# Listed records:
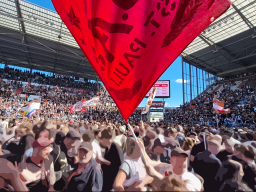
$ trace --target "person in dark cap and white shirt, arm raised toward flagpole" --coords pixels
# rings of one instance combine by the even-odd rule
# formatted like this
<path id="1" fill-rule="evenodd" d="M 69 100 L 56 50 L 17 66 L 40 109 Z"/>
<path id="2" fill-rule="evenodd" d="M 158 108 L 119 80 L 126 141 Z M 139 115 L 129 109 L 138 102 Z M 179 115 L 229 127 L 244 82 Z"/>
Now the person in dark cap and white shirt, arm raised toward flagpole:
<path id="1" fill-rule="evenodd" d="M 143 162 L 149 176 L 153 177 L 151 186 L 153 191 L 202 191 L 202 178 L 188 172 L 189 152 L 176 147 L 171 152 L 171 164 L 150 160 L 142 143 L 141 149 Z M 200 178 L 200 179 L 199 179 Z"/>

# What you need to do:
Copy all the entries above exactly as they stand, except for the pictures.

# Reply:
$ trace --target "person in dark cap and white shirt, arm raised toward flagpole" --coords pixels
# rings of one instance combine by the even-odd rule
# formatted like this
<path id="1" fill-rule="evenodd" d="M 69 100 L 56 50 L 17 66 L 40 109 Z"/>
<path id="2" fill-rule="evenodd" d="M 158 108 L 119 80 L 126 141 Z M 139 115 L 129 109 L 138 102 Z M 179 115 L 229 127 L 244 82 Z"/>
Now the person in dark cap and white shirt, arm raised toward flagpole:
<path id="1" fill-rule="evenodd" d="M 143 162 L 149 176 L 153 177 L 151 186 L 153 191 L 202 191 L 202 178 L 188 172 L 189 152 L 176 147 L 171 152 L 171 164 L 150 160 L 142 143 L 141 149 Z M 200 178 L 200 179 L 199 179 Z"/>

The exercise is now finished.